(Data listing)
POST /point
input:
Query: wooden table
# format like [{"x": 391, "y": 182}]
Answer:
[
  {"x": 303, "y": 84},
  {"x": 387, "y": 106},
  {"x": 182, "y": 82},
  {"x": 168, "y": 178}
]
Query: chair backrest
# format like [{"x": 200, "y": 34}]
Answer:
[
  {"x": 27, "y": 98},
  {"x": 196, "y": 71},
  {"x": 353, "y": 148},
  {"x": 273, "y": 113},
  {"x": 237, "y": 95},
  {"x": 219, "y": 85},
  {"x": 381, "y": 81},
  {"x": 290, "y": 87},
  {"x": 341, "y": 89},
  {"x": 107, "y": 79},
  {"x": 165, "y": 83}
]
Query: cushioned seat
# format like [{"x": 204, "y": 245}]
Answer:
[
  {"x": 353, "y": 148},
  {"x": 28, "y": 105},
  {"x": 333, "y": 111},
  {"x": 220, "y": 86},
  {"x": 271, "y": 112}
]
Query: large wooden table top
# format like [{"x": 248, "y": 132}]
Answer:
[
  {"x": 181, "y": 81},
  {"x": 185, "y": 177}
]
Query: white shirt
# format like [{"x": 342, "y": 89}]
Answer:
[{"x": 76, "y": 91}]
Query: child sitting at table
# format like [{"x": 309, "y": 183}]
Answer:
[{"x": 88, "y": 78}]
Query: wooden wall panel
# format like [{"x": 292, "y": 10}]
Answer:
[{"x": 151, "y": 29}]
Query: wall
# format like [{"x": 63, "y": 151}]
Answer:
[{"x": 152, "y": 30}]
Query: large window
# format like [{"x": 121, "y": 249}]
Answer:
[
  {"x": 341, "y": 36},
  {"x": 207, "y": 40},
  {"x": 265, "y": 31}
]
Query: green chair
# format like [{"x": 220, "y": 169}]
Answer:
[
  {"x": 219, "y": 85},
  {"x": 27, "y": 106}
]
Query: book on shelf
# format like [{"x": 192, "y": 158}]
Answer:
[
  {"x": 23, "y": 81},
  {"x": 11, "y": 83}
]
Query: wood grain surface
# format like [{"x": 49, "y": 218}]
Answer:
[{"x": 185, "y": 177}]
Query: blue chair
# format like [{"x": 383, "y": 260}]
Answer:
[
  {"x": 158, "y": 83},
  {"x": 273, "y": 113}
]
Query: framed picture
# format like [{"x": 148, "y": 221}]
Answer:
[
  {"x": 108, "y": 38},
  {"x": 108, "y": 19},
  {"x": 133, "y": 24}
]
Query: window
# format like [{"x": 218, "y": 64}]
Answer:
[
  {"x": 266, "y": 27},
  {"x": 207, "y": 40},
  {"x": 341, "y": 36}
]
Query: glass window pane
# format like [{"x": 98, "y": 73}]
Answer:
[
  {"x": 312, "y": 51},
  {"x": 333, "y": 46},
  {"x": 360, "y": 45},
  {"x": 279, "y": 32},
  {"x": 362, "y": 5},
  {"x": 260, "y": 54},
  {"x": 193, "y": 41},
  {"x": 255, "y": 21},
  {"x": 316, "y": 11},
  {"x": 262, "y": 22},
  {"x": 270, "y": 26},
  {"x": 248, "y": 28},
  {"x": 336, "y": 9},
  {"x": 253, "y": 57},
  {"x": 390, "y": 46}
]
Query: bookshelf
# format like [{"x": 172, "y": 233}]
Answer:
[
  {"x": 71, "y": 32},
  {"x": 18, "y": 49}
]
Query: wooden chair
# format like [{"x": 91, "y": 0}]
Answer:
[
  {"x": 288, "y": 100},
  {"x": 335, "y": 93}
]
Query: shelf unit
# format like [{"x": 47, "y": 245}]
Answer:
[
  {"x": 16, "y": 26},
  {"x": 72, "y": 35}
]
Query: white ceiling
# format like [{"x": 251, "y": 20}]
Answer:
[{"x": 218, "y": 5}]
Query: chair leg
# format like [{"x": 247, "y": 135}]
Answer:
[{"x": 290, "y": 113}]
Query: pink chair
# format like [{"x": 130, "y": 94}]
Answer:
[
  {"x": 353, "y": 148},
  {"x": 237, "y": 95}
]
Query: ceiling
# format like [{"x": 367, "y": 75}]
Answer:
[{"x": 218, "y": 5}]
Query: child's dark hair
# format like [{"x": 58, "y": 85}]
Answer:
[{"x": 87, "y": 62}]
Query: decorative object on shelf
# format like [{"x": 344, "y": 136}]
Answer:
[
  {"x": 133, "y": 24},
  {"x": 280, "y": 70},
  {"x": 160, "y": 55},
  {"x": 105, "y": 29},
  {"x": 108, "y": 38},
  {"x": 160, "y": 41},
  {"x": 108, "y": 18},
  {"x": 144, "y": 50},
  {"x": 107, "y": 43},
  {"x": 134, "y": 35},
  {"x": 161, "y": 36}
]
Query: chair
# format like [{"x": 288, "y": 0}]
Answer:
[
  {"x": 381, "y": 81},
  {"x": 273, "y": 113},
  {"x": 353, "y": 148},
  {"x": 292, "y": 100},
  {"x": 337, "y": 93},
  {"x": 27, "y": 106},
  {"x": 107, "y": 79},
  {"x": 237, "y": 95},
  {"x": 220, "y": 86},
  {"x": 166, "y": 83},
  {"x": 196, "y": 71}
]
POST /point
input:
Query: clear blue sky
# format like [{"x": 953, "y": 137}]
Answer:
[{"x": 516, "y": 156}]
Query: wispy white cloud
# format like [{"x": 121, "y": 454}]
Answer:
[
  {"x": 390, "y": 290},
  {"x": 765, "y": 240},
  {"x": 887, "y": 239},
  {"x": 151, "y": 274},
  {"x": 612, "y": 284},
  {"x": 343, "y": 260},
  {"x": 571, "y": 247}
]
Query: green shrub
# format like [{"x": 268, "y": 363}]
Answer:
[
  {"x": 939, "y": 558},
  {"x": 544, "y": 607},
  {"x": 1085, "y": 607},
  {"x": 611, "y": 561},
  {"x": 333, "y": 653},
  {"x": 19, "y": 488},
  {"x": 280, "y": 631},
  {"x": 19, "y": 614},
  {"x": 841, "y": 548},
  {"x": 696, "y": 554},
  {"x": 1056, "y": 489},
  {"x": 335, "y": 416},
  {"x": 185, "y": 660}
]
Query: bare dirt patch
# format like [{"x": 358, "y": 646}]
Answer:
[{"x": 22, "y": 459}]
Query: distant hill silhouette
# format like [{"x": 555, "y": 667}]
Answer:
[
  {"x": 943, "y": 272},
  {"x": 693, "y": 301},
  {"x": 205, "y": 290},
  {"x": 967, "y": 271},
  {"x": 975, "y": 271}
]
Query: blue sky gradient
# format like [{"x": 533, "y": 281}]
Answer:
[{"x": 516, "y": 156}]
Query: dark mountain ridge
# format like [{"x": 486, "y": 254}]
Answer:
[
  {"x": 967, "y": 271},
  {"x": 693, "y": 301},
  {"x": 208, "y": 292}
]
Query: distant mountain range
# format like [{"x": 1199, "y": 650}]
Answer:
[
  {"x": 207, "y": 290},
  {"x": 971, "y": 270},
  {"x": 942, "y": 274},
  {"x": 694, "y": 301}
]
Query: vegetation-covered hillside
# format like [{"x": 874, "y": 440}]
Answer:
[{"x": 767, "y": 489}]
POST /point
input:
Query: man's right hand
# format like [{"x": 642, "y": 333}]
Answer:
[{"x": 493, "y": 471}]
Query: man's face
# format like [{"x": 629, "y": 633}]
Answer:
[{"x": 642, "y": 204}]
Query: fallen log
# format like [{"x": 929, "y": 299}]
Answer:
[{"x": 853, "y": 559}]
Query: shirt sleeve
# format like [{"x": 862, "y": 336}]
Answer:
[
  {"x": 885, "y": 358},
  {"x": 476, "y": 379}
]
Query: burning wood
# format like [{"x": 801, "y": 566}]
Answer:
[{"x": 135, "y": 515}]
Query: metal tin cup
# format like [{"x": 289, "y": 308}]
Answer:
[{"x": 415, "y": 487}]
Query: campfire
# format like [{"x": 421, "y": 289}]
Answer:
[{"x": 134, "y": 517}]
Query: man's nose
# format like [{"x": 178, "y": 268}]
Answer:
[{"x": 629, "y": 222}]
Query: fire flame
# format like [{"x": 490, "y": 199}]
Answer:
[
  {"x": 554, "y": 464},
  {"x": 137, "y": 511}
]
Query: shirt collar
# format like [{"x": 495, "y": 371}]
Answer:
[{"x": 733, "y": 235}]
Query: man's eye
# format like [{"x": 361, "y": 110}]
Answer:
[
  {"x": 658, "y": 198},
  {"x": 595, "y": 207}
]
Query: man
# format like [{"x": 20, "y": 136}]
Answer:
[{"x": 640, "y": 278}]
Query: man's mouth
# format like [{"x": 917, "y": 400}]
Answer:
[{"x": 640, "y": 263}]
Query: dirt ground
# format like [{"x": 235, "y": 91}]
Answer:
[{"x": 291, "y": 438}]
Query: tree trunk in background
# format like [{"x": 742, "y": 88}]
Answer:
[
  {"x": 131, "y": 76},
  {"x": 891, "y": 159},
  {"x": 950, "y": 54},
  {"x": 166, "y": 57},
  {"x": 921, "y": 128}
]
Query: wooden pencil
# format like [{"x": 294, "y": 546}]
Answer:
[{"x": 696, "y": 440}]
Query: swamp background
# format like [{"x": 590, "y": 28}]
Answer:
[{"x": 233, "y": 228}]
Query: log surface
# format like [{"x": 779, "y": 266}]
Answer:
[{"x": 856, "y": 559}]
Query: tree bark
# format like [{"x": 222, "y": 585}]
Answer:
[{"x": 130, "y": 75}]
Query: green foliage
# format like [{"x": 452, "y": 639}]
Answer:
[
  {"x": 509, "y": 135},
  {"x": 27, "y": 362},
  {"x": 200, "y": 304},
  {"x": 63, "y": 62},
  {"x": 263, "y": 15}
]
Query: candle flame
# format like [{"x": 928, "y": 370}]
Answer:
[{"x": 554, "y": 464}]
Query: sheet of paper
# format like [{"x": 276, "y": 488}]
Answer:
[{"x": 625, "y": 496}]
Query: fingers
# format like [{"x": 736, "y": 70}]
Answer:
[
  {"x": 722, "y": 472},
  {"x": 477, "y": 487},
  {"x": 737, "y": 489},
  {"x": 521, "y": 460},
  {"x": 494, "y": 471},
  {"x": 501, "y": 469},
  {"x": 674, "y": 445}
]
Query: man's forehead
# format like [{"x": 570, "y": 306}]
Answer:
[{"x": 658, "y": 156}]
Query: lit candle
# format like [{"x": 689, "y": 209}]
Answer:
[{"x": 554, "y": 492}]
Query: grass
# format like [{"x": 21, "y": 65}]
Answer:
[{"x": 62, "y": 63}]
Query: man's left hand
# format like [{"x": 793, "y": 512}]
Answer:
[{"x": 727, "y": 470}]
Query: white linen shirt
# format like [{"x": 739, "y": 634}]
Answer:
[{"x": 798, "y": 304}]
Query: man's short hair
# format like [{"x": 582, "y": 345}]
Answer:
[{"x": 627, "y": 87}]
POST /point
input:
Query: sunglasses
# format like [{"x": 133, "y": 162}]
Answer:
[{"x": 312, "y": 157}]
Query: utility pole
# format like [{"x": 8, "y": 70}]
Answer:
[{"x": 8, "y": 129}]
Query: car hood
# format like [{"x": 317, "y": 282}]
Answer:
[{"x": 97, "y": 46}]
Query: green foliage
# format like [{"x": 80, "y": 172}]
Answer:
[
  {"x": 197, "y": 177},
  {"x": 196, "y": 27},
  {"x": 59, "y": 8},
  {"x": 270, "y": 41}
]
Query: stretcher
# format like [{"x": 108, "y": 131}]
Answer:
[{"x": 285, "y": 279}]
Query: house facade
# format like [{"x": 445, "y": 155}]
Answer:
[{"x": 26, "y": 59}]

**Brief**
Starting at the line that contains "Query: man's short hair", repeat each line exactly through the last one in the listing. Include both of those lines and nothing more.

**Finished task**
Query: man's short hair
# format like [{"x": 582, "y": 345}]
Answer:
[{"x": 627, "y": 87}]
POST /point
input:
Query: sunglasses
# format like [{"x": 133, "y": 162}]
Answer:
[{"x": 312, "y": 157}]
Query: utility pole
# format like [{"x": 8, "y": 70}]
Answer:
[{"x": 8, "y": 129}]
Query: car hood
# format like [{"x": 317, "y": 282}]
Answer:
[{"x": 97, "y": 46}]
Query: green foliage
# format like [{"x": 80, "y": 172}]
Answer:
[
  {"x": 197, "y": 177},
  {"x": 196, "y": 27},
  {"x": 59, "y": 8},
  {"x": 270, "y": 41}
]
Query: stretcher
# format like [{"x": 108, "y": 131}]
Answer:
[{"x": 285, "y": 279}]
Query: house facade
# format like [{"x": 445, "y": 155}]
Answer:
[{"x": 26, "y": 59}]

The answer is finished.